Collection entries

┌──

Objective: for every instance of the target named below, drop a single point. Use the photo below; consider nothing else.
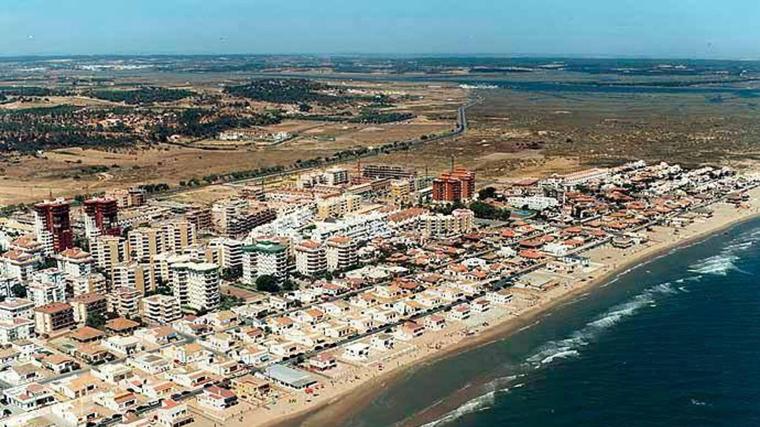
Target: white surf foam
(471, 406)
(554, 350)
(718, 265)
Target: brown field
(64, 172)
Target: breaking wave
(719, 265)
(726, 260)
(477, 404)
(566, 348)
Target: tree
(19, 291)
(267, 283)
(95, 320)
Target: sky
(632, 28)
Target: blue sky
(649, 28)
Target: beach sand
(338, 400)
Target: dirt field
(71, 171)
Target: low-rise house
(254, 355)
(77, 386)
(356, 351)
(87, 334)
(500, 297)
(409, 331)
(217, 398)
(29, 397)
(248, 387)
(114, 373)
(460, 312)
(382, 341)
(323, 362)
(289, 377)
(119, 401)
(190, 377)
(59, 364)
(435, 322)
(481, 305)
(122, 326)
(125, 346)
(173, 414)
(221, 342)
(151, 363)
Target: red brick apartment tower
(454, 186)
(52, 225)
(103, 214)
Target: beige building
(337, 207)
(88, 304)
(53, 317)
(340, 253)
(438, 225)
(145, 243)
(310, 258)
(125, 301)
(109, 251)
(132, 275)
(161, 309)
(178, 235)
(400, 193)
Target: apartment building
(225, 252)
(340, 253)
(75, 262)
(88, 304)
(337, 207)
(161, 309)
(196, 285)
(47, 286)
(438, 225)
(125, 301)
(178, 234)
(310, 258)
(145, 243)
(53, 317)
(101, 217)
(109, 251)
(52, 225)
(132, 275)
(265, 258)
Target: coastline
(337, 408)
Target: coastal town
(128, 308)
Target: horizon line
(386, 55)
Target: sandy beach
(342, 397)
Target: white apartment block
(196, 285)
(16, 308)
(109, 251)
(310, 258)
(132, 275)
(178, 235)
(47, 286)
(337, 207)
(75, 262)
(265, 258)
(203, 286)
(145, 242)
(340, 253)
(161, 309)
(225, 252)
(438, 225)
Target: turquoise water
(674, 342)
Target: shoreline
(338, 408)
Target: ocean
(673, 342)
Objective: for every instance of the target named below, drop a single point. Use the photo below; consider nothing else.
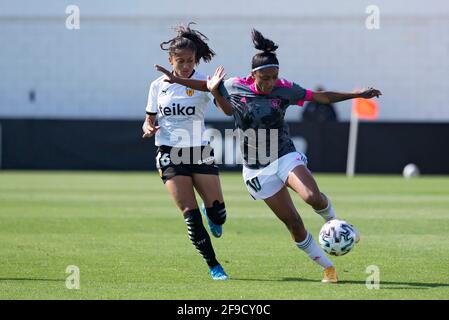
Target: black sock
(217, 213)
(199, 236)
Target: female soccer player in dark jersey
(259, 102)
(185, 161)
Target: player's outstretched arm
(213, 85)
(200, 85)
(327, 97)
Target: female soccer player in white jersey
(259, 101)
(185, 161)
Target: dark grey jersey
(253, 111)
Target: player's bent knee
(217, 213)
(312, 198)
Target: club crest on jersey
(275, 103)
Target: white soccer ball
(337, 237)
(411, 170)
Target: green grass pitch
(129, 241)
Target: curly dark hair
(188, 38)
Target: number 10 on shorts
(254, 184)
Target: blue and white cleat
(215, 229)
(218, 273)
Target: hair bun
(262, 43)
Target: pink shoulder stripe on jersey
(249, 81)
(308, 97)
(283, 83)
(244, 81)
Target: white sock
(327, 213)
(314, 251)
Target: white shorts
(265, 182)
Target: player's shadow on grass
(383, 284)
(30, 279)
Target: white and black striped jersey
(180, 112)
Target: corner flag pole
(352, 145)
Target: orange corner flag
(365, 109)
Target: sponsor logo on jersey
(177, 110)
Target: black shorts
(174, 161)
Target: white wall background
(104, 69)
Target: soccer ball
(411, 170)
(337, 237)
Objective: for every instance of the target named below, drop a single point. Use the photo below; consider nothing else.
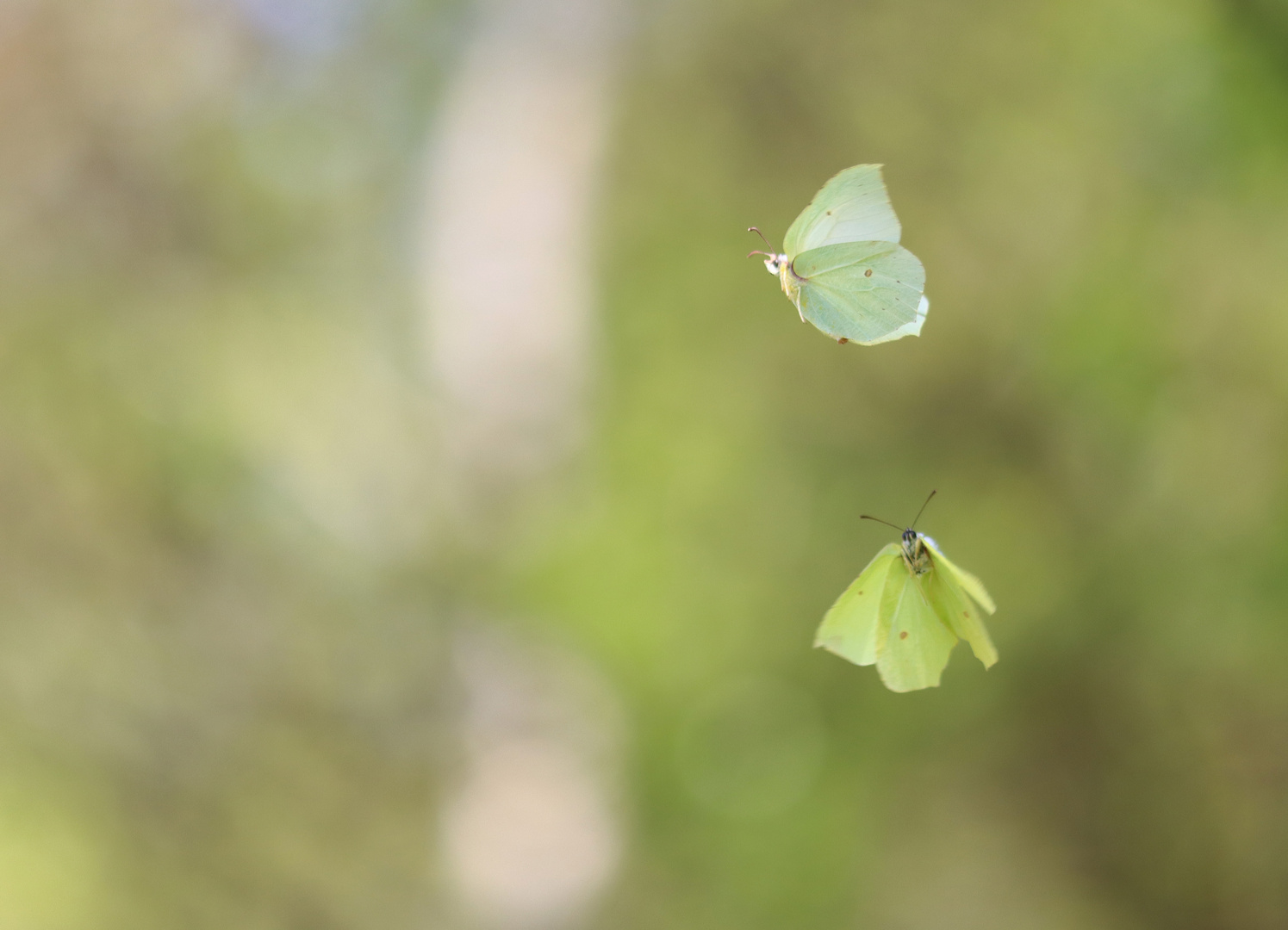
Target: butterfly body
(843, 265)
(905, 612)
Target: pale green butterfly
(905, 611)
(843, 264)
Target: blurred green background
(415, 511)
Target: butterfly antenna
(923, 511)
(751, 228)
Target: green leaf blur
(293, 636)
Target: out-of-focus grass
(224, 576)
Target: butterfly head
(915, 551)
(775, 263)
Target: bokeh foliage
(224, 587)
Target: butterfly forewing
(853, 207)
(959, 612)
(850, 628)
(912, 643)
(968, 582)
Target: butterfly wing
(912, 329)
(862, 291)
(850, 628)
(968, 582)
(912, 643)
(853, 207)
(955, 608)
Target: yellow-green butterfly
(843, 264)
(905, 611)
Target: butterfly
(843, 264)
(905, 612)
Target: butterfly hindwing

└──

§ **WHAT TO DO**: Once the pictures are removed, print all the remaining data exactly as it stands.

§ **COMPLETED EXERCISE**:
Objective: for every instance of the target named below, drop a single point. Use the photo below; consider nothing else.
Target: white surf foam
(471, 406)
(554, 350)
(718, 265)
Target: brown field
(64, 172)
Target: breaking wave
(719, 265)
(726, 260)
(477, 404)
(566, 348)
Target: tree
(19, 291)
(267, 283)
(95, 320)
Target: sky
(632, 28)
Target: blue sky
(649, 28)
Target: beach sand
(338, 400)
Target: dirt field
(71, 171)
Target: low-rise house
(254, 355)
(77, 386)
(356, 351)
(87, 334)
(500, 297)
(409, 331)
(217, 398)
(29, 397)
(248, 387)
(114, 373)
(460, 312)
(382, 341)
(323, 362)
(289, 377)
(119, 401)
(190, 377)
(59, 364)
(435, 322)
(481, 305)
(122, 326)
(125, 346)
(173, 414)
(221, 342)
(151, 363)
Target: red brick apartment tower
(454, 186)
(52, 225)
(103, 214)
Target: beige building
(337, 207)
(88, 304)
(53, 317)
(340, 253)
(438, 225)
(145, 243)
(310, 258)
(125, 301)
(109, 251)
(132, 275)
(161, 309)
(178, 235)
(400, 193)
Target: apartment building
(225, 252)
(340, 253)
(75, 262)
(88, 304)
(337, 207)
(161, 309)
(196, 285)
(47, 286)
(438, 225)
(125, 301)
(178, 234)
(310, 258)
(145, 243)
(53, 317)
(101, 217)
(109, 251)
(52, 225)
(132, 275)
(265, 258)
Target: coastline
(337, 408)
Target: coastal town
(128, 308)
Target: horizon line
(386, 55)
Target: sandy beach
(342, 397)
Target: white apartment block
(196, 285)
(16, 308)
(109, 251)
(310, 258)
(132, 275)
(178, 235)
(47, 286)
(337, 207)
(75, 262)
(265, 258)
(203, 286)
(145, 242)
(340, 253)
(161, 309)
(225, 252)
(438, 225)
Target: turquoise water
(674, 342)
Target: shoreline
(338, 408)
Target: ocean
(673, 342)
Objective: for every instance of the target named below, drop a single point. Use the photo below; consider nothing else.
Target: black sock
(217, 213)
(199, 236)
Target: female soccer player in dark jersey
(259, 102)
(185, 161)
Target: player's outstretched arm
(213, 85)
(200, 85)
(327, 97)
Target: female soccer player in white jersey
(259, 101)
(185, 161)
Target: dark grey jersey
(253, 111)
Target: player's bent knee
(217, 213)
(312, 198)
Target: club crest on jersey
(275, 103)
Target: white soccer ball
(337, 237)
(411, 170)
Target: green grass pitch
(129, 241)
Target: curly dark hair
(188, 38)
Target: number 10 on shorts
(254, 184)
Target: blue and white cleat
(215, 229)
(218, 273)
Target: hair bun
(262, 43)
Target: pink shoulder stripe on jersey
(249, 81)
(308, 97)
(283, 83)
(244, 81)
Target: white sock
(327, 213)
(314, 251)
Target: white shorts
(265, 182)
Target: player's shadow on grass
(383, 284)
(30, 279)
Target: white and black striped jersey
(180, 112)
Target: corner flag pole
(352, 145)
Target: orange corner flag
(365, 109)
Target: sponsor logo on jersey
(177, 110)
Target: black shorts
(174, 161)
Target: white wall background
(104, 69)
Target: soccer ball
(411, 170)
(337, 237)
Objective: for every instance of the target named below, drop a single point. Use the photo below; consider nothing else.
Target: butterfly body
(843, 265)
(905, 612)
Target: pale green butterfly
(905, 611)
(843, 264)
Target: blurred green background
(415, 511)
Target: butterfly antenna
(923, 511)
(751, 228)
Target: green leaf blur
(293, 636)
Target: out-of-focus grass
(224, 576)
Target: butterfly head
(915, 551)
(775, 263)
Target: bokeh foliage
(224, 587)
Target: butterfly forewing
(853, 207)
(959, 612)
(850, 628)
(912, 643)
(968, 582)
Target: butterfly wing
(912, 329)
(862, 291)
(850, 628)
(968, 582)
(912, 643)
(853, 207)
(955, 608)
Target: yellow-green butterfly
(843, 264)
(905, 611)
Target: butterfly
(843, 264)
(905, 612)
Target: butterfly hindwing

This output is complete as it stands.